- Material to process:
----------

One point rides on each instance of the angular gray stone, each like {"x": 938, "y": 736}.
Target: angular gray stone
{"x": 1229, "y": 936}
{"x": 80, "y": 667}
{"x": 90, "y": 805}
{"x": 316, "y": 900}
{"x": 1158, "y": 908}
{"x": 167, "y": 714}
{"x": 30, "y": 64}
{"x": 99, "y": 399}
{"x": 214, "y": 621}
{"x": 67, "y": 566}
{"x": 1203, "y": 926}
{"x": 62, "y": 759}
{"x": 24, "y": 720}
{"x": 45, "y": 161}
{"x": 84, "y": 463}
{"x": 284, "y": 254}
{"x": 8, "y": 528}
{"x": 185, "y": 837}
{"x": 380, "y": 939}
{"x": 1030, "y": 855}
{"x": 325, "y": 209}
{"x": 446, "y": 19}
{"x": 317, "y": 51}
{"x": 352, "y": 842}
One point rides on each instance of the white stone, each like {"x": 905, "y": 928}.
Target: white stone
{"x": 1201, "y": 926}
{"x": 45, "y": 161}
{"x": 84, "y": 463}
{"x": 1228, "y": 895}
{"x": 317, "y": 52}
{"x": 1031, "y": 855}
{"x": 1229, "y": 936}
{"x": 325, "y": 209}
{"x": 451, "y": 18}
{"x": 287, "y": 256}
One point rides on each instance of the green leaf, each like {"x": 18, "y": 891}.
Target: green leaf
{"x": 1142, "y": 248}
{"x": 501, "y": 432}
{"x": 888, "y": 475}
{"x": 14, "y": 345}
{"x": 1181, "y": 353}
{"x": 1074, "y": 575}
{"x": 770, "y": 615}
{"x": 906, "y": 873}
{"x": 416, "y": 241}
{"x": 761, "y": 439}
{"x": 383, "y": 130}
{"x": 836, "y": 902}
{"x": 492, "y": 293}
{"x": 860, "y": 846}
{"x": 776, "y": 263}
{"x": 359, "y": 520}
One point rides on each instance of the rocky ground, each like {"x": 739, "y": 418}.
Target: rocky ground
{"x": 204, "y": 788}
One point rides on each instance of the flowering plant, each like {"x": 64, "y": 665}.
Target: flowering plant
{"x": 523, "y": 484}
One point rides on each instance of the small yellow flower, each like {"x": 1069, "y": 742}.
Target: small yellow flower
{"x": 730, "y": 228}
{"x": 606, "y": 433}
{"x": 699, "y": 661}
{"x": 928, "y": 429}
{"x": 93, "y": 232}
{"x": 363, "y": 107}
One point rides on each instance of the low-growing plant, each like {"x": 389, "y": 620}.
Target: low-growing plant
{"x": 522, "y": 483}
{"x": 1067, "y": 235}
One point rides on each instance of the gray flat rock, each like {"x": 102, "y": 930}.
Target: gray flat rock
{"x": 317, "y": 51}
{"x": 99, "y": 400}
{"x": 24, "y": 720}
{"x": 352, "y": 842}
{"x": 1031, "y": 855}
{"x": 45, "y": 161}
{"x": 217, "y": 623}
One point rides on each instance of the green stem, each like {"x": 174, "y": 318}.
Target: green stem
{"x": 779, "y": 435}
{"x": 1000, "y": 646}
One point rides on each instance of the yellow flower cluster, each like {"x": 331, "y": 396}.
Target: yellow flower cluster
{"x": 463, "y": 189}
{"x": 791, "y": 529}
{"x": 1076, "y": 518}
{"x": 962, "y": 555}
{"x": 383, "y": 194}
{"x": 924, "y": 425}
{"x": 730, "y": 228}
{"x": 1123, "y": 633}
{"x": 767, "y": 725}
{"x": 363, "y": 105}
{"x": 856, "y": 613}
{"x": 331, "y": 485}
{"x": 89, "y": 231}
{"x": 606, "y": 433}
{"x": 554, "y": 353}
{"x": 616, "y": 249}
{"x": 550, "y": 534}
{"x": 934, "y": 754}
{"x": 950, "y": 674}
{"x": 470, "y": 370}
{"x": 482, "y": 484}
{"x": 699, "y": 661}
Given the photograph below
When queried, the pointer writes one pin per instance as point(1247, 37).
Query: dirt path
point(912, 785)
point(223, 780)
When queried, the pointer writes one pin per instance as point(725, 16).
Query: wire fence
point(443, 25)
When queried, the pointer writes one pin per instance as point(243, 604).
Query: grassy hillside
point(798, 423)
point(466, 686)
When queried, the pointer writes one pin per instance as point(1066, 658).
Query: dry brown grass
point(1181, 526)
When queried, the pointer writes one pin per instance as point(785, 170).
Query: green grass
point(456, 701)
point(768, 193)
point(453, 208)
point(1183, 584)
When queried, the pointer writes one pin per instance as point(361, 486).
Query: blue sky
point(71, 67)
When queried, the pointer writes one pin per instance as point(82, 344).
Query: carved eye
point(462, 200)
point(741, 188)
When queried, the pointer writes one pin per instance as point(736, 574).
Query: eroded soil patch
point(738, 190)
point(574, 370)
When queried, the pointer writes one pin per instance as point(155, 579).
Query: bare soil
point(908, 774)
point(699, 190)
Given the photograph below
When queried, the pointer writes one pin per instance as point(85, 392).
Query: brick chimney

----------

- What to work on: Rewrite all the items above as a numbered list, one line per entry, leaving out any blank lines.

- Finished exercise:
1. One point rides on each instance of the angular gray stone, each like {"x": 938, "y": 736}.
2. Target: angular gray stone
3. {"x": 1229, "y": 936}
4. {"x": 80, "y": 667}
5. {"x": 90, "y": 805}
6. {"x": 316, "y": 900}
7. {"x": 1158, "y": 908}
8. {"x": 167, "y": 714}
9. {"x": 30, "y": 64}
10. {"x": 99, "y": 399}
11. {"x": 214, "y": 621}
12. {"x": 67, "y": 566}
13. {"x": 1203, "y": 926}
14. {"x": 62, "y": 759}
15. {"x": 24, "y": 720}
16. {"x": 45, "y": 161}
17. {"x": 84, "y": 463}
18. {"x": 284, "y": 254}
19. {"x": 8, "y": 528}
20. {"x": 185, "y": 837}
21. {"x": 380, "y": 939}
22. {"x": 1030, "y": 855}
23. {"x": 325, "y": 209}
24. {"x": 446, "y": 19}
25. {"x": 317, "y": 51}
26. {"x": 352, "y": 842}
27. One point rides on each instance of the white stone, each like {"x": 905, "y": 928}.
28. Target: white stone
29. {"x": 1201, "y": 926}
30. {"x": 45, "y": 161}
31. {"x": 84, "y": 463}
32. {"x": 1228, "y": 895}
33. {"x": 317, "y": 52}
34. {"x": 1031, "y": 855}
35. {"x": 1229, "y": 936}
36. {"x": 325, "y": 209}
37. {"x": 451, "y": 18}
38. {"x": 287, "y": 256}
39. One point rides on each instance of the green leaf, each like {"x": 18, "y": 891}.
40. Target: green leaf
41. {"x": 1142, "y": 248}
42. {"x": 501, "y": 432}
43. {"x": 888, "y": 475}
44. {"x": 14, "y": 345}
45. {"x": 1181, "y": 353}
46. {"x": 1074, "y": 575}
47. {"x": 770, "y": 615}
48. {"x": 906, "y": 873}
49. {"x": 416, "y": 241}
50. {"x": 761, "y": 439}
51. {"x": 383, "y": 130}
52. {"x": 836, "y": 902}
53. {"x": 492, "y": 293}
54. {"x": 860, "y": 846}
55. {"x": 776, "y": 263}
56. {"x": 359, "y": 520}
57. One point rides on each instance of the rocky ground, each like {"x": 739, "y": 418}.
58. Target: rocky ground
59. {"x": 204, "y": 788}
60. One point rides on each instance of the flowering plant, each like {"x": 64, "y": 665}.
61. Target: flowering plant
62. {"x": 523, "y": 484}
63. One point rides on each instance of the small yellow flower, each like {"x": 1069, "y": 742}.
64. Target: small yellow flower
65. {"x": 730, "y": 228}
66. {"x": 606, "y": 433}
67. {"x": 699, "y": 661}
68. {"x": 928, "y": 429}
69. {"x": 93, "y": 232}
70. {"x": 363, "y": 107}
71. One point rides on each instance of the low-growing plant, each like {"x": 389, "y": 620}.
72. Target: low-growing plant
73. {"x": 522, "y": 483}
74. {"x": 1067, "y": 235}
75. One point rides on each instance of the gray flat rock, each like {"x": 102, "y": 930}.
76. Target: gray flat rock
77. {"x": 317, "y": 51}
78. {"x": 99, "y": 400}
79. {"x": 24, "y": 720}
80. {"x": 352, "y": 842}
81. {"x": 1031, "y": 855}
82. {"x": 45, "y": 161}
83. {"x": 217, "y": 623}
84. One point rides on each instance of the green stem, each like {"x": 174, "y": 318}.
85. Target: green stem
86. {"x": 779, "y": 435}
87. {"x": 1000, "y": 646}
88. One point rides on each instance of the yellow flower cluster, each like {"x": 331, "y": 396}.
89. Target: yellow flower cluster
90. {"x": 463, "y": 189}
91. {"x": 791, "y": 529}
92. {"x": 1076, "y": 518}
93. {"x": 962, "y": 555}
94. {"x": 383, "y": 194}
95. {"x": 924, "y": 425}
96. {"x": 730, "y": 228}
97. {"x": 1123, "y": 633}
98. {"x": 767, "y": 725}
99. {"x": 363, "y": 105}
100. {"x": 856, "y": 613}
101. {"x": 331, "y": 485}
102. {"x": 89, "y": 231}
103. {"x": 606, "y": 433}
104. {"x": 554, "y": 353}
105. {"x": 616, "y": 249}
106. {"x": 550, "y": 534}
107. {"x": 934, "y": 754}
108. {"x": 950, "y": 674}
109. {"x": 470, "y": 370}
110. {"x": 482, "y": 484}
111. {"x": 699, "y": 661}
112. Given the photograph below
113. When queried, the pointer writes one pin per instance as point(1247, 37).
114. Query: dirt path
115. point(912, 785)
116. point(223, 780)
117. When queried, the pointer writes one pin per instance as point(725, 16).
118. Query: wire fence
119. point(443, 25)
120. When queried, the pointer writes one pin per instance as point(243, 604).
121. Query: grassy hillside
122. point(798, 423)
123. point(466, 686)
124. When queried, the pointer writes one pin per instance as point(1066, 658).
125. Query: dry brown grass
126. point(1181, 526)
127. When queried, the pointer writes one pin per instance as point(785, 170).
128. Query: green grass
129. point(456, 701)
130. point(768, 193)
131. point(453, 208)
132. point(1183, 584)
133. When queried, the pointer writes one pin per instance as point(361, 486).
134. Query: blue sky
135. point(71, 67)
136. When queried, the pointer writes one pin per instance as point(82, 344).
137. Query: carved eye
138. point(462, 200)
139. point(741, 188)
140. When queried, the pointer writes one pin per instance as point(736, 574).
141. Query: eroded soil patch
142. point(738, 190)
143. point(574, 370)
144. When queried, the pointer writes one pin per instance as point(155, 579).
145. Query: bare soil
146. point(908, 774)
147. point(699, 190)
148. Given the photograph below
149. When queried, the pointer writes one pin per instance as point(85, 392).
150. Query: brick chimney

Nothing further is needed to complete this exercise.